REQUIREMENTS:
Rewrite the records from the line that has "Q: innermost point of each instance of the tiled" through the end of the records, replacing "sunlit" with "shaded" and leaving everything else unchanged.
===== STORED DATA =====
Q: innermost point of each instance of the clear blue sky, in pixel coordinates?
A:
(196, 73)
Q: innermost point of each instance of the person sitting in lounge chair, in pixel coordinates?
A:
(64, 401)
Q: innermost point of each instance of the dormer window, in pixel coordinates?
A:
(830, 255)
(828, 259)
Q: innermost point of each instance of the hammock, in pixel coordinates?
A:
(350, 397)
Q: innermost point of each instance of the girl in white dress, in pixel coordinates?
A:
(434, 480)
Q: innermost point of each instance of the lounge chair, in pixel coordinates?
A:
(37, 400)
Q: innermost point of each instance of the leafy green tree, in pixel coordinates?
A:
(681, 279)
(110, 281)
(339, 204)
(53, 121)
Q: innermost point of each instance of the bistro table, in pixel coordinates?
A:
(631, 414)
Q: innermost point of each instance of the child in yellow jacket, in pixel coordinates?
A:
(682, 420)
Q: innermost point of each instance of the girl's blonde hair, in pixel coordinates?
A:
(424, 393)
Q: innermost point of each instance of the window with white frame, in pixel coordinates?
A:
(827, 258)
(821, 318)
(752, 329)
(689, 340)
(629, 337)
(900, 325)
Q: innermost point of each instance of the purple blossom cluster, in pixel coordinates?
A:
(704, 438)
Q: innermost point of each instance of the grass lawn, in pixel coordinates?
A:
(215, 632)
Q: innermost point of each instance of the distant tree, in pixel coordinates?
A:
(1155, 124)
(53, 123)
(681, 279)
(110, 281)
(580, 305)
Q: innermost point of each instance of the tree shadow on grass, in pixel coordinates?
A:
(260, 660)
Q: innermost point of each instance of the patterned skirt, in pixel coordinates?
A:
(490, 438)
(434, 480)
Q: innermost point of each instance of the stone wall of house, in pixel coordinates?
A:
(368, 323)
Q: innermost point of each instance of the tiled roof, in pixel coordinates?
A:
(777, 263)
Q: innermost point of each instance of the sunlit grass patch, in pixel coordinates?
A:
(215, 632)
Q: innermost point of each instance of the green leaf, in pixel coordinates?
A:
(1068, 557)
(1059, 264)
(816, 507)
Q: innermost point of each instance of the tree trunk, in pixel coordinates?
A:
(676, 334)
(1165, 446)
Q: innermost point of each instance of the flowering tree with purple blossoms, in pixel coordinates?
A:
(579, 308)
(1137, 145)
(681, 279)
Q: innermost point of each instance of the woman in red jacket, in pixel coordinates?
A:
=====
REPLY TO THE EXERCISE:
Q: innermost point of each instance of the tiled roof, in pixel coordinates?
A:
(777, 263)
Q: innermost point of each instance of the shaded grass patch, in pixel coordinates?
A:
(215, 632)
Q: innermost point of each instance of the green leaf, in pixel coordinates?
A:
(1068, 557)
(1059, 264)
(816, 507)
Q: innermost point of each instance of the tree trunk, in pixel coordinates?
A:
(676, 334)
(1165, 446)
Q: innermost point of each instance of the flowering tree with purple blossoms, in pixel coordinates?
A:
(579, 308)
(1137, 145)
(681, 279)
Q: innermost point of each instance of the woman in red jacket, in pixel coordinates?
A:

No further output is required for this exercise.